─── Reading text ───

Its 03:23 AM, and I can't sleep. Okay! Let's crawl Instagram


Today is Sunday, 21 Dec 2014, the time is 03:23 AM. Temperature in Pune this time is about 6 - 7 °C. This is relatively a cold night and it is always easy to fall asleep in winter. But wait, I am standing in the balcony because I couldn’t sleep, I was having random thoughts which in turn made new thoughts.

As I can’t just stand in the balcony, I checked almost every social networking apps on my phone.

Found Nothing interesting.

Why not channelize these random thoughts towards programming. Oh yeah!! why not crawl Instagram and try fetching information/pictures from public profiles.

Crawling Instagram

At first thought I found it very easier to fetch URL’s from insta profiles, and for profiles having less number of photos (20-30) it came out to be true. What I found challenging was fetching URLs from profiles which have many photos.

On the desktop version of Instagram’s site you need to scroll the page to body height to load the next page of photos, as we see in Facebook News Feed. Being a beginner in crawling it was very difficult for me to execute javascript from Python and that also not on a web browser. Scratching my head for a few seconds activated my neurons and the nervous system responded with a name Selenium. I had some previous knowldege of the Selenium webdriver, using it one can automate a browser(how cool is that). I searched for a Python based selenium module. a quick Google searched helped me. I was fortunate that I landed on this link Selenium with Python.

A few more minutes spent in the integration of Selenium webdriver added instacrawl.py to my list of Crawlers.

Where is the source ?

There are already so many Instagram crawlers/downloaders available, which are far better than mine. The only reason I feel mine is better is that its written by me.

End Notes :

  • Selenium WebDriver makes your program slow.
  • Sorry Instagram.

───

* _Aim of the task_
For each statement, decide whether it agrees with the post about crawling Instagram, and answer yes or no with the deciding words of the post quoted exactly: (a) the writer found it easy to fetch URLs from profiles with only 20 to 30 photos; (b) the writer says Selenium WebDriver makes a program faster; (c) the post is dated on a Saturday. The material after this point comes from a separate source.

─── Recorded information ───

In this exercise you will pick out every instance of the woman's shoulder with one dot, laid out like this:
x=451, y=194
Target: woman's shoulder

───

* _Result of the task_
(a) Yes: "for profiles having less number of photos (20-30) it came out to be true."
(b) No: "Selenium WebDriver makes your program slow."
(c) No: "Today is Sunday, 21 Dec 2014"